• **What this task involves**:
Beginning with the line that holds "left=323, top=115, right=567, bottom=233", copy each line through the end of the material below, exactly and with no pictures.

• **Material for the task**:
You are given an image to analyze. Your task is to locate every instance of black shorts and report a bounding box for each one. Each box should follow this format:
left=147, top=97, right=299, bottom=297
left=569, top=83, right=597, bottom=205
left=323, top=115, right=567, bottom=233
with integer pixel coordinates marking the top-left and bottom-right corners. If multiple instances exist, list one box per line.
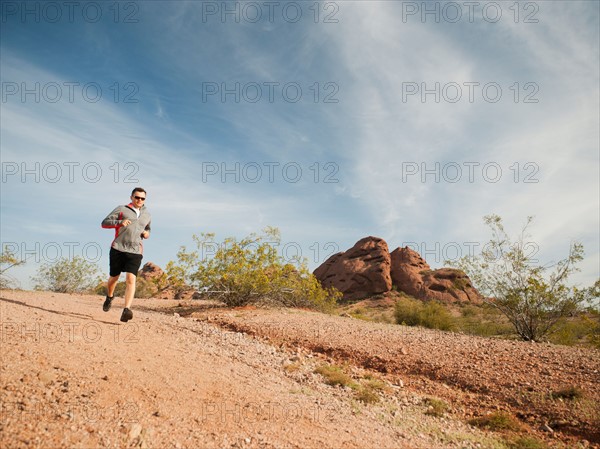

• **Written answer**:
left=323, top=115, right=567, bottom=233
with integer pixel coordinates marking the top-left and bottom-right corners. If multiple instances exist, list one box per line.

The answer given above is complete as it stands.